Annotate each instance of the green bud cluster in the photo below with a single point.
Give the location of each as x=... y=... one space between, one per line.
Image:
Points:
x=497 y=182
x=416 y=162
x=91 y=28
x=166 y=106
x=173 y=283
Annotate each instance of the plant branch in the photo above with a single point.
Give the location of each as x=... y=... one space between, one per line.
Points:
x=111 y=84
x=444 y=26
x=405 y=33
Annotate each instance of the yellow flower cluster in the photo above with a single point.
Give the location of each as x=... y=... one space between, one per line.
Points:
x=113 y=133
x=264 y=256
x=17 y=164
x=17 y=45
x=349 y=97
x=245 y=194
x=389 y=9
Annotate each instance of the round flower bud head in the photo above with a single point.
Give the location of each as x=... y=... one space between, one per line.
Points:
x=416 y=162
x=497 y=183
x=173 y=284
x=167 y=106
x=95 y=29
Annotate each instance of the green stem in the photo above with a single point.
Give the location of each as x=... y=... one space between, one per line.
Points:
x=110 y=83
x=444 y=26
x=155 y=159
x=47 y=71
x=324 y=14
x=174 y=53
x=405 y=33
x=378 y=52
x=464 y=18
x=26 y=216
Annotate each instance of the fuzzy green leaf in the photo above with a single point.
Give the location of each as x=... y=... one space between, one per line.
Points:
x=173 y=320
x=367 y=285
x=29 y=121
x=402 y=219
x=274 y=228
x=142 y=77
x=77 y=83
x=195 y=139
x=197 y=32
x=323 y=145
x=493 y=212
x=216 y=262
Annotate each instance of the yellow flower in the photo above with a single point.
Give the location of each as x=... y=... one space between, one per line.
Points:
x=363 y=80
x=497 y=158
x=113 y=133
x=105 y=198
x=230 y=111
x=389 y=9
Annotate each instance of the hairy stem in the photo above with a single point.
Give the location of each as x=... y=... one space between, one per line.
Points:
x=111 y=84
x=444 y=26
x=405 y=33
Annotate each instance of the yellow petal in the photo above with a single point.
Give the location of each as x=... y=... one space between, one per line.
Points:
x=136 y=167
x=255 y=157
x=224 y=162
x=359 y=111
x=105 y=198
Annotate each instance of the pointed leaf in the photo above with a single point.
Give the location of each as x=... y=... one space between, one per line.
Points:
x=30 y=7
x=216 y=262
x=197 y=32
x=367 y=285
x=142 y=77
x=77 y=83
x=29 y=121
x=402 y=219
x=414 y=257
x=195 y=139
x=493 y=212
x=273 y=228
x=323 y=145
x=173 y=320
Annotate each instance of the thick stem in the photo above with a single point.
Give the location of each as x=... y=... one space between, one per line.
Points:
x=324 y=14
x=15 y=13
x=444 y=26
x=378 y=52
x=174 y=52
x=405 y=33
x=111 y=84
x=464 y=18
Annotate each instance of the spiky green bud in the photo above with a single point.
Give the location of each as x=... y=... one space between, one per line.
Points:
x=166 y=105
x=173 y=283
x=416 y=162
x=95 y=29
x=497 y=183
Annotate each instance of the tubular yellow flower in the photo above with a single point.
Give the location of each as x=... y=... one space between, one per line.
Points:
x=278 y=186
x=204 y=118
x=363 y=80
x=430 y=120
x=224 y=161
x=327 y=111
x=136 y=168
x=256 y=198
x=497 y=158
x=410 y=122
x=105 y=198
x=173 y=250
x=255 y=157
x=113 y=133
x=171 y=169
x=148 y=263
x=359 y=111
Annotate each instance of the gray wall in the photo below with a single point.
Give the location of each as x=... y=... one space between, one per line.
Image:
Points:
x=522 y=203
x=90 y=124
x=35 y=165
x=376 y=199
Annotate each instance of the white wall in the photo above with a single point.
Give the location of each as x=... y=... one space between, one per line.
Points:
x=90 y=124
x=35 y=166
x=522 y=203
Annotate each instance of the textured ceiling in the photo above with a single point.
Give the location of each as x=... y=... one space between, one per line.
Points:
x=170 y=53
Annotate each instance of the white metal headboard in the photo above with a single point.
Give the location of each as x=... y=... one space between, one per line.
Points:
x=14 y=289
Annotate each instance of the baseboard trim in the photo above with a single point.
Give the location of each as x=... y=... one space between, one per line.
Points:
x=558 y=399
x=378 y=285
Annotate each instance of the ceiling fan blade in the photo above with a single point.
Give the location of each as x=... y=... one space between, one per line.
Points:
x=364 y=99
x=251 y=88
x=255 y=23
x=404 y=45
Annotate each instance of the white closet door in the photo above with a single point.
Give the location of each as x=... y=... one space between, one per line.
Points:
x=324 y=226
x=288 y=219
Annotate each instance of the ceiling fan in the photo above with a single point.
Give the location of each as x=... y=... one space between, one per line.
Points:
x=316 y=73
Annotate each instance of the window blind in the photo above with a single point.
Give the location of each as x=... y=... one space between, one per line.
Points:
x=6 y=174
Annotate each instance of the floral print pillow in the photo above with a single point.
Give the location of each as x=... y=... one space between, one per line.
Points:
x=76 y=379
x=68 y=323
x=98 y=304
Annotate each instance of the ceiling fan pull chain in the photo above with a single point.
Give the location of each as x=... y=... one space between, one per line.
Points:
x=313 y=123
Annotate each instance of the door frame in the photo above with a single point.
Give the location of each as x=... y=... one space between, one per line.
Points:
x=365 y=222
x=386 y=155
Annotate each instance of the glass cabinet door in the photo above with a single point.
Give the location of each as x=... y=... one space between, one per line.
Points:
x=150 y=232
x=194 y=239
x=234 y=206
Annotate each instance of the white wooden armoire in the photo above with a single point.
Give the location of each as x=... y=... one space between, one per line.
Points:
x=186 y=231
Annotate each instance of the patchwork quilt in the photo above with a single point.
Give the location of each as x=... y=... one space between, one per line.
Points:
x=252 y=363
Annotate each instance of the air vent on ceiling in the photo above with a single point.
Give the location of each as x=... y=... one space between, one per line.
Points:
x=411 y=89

#### Exercise:
Show, from the records above, every line that includes "green".

#### Result of the task:
Annotate each instance of the green bud cluster in the photo below with a single point.
Annotate each instance of the green stem in the photo above with a single point.
Annotate each instance of the fuzzy green leaf in the photo above with a single point.
Annotate each instance of the spiky green bud in the photo above with a single point.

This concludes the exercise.